▶ _WORK TO BE COMPLETED_:
Your answer should be every line from the records that contains "road".

(EXCERPTED DATA Opens)

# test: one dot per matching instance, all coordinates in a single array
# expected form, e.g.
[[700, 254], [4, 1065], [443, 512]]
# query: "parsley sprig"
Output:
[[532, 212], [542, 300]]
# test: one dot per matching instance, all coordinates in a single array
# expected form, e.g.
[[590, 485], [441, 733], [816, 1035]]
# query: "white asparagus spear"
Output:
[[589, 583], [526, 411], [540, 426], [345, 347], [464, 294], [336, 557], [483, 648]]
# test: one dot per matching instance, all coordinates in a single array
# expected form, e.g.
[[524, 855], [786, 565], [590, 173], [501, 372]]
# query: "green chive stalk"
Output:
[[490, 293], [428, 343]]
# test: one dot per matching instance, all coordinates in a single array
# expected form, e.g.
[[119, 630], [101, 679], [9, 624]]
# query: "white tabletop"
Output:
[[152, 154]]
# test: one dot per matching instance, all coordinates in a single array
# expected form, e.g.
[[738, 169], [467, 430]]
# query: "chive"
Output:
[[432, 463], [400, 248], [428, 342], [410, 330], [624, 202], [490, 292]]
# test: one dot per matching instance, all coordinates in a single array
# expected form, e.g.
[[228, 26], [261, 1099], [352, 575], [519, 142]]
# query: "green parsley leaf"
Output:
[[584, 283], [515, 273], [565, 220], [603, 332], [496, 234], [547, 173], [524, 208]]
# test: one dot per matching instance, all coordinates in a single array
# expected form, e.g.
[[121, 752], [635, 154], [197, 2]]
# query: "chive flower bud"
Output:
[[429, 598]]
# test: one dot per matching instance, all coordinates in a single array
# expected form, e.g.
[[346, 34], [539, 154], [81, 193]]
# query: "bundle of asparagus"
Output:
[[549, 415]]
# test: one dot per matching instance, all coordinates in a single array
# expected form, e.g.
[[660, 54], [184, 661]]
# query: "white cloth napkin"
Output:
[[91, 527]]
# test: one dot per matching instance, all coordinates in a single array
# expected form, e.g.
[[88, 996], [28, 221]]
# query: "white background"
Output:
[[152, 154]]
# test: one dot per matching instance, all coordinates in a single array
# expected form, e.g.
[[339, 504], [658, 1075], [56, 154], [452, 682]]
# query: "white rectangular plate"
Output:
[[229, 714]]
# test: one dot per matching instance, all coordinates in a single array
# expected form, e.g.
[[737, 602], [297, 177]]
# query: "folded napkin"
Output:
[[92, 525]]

(EXCERPTED DATA Closes)
(EXCERPTED DATA Opens)

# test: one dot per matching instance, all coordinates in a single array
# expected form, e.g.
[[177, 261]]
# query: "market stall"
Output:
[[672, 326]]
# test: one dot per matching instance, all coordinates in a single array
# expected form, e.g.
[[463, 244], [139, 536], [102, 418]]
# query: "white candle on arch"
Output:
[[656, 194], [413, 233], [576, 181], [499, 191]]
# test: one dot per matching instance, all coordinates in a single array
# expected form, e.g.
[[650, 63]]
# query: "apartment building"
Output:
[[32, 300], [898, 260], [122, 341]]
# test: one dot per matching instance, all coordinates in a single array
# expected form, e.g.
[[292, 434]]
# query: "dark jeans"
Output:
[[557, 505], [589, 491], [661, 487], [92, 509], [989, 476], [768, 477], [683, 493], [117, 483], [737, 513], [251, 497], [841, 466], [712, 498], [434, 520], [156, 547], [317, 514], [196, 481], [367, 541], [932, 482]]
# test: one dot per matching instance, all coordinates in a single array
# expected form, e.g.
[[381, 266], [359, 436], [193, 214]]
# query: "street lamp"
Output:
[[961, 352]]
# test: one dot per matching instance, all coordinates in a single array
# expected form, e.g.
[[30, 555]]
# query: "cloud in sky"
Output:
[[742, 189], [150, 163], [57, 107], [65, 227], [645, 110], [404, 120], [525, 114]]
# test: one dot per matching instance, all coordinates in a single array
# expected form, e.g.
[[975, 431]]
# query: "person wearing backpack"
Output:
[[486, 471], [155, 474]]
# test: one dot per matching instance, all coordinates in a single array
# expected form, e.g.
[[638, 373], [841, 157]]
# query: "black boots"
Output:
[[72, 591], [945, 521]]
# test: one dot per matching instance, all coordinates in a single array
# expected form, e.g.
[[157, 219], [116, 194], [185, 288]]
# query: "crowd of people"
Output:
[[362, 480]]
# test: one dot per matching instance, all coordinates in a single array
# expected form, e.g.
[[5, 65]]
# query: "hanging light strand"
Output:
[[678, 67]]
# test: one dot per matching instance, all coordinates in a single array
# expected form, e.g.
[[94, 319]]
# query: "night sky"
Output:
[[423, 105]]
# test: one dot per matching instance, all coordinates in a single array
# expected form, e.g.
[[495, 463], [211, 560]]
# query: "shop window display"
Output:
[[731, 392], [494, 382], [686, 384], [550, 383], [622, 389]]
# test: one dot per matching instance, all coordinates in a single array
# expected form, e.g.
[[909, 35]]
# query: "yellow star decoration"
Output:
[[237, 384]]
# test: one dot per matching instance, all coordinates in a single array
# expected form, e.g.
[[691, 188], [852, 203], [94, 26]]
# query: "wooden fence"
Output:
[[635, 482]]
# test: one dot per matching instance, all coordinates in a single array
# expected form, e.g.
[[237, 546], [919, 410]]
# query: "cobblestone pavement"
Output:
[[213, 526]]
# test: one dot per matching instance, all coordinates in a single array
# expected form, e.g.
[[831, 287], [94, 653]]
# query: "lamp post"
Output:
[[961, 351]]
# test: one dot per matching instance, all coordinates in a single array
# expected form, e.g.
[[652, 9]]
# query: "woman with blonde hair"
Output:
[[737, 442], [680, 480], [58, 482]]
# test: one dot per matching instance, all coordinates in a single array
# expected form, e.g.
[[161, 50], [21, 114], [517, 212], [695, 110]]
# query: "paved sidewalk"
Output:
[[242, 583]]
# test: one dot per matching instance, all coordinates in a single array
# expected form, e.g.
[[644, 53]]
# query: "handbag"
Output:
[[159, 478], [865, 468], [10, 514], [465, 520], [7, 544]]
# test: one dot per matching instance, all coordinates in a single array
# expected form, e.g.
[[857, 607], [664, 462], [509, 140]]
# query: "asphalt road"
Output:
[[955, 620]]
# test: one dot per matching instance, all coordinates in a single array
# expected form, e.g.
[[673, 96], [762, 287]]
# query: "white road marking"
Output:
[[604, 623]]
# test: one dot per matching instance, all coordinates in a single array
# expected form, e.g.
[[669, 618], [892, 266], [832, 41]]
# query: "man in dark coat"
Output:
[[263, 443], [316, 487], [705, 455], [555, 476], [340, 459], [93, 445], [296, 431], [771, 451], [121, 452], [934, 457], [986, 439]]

(EXCERPTED DATA Closes)
(EXCERPTED DATA Opens)

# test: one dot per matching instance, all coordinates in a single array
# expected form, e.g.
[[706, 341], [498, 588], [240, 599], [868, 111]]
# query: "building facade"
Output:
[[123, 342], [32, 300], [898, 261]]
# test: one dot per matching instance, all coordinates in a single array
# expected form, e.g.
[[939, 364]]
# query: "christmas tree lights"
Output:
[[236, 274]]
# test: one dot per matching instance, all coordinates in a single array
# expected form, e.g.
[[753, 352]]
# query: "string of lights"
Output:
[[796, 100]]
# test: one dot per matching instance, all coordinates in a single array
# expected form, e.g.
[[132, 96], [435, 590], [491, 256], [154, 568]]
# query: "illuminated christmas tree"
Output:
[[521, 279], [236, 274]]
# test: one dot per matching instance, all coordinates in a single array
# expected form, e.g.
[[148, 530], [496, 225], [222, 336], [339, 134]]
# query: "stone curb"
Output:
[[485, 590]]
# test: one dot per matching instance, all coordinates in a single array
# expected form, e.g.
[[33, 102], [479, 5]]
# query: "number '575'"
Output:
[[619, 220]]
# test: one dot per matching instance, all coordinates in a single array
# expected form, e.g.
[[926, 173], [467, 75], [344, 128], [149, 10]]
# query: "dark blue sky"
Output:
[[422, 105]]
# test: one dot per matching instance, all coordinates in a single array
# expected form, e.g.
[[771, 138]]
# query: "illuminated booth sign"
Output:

(EXCERPTED DATA Closes)

▶ _REPLY TO THE EXERCISE_:
# query: "asphalt road"
# query: "white road marking"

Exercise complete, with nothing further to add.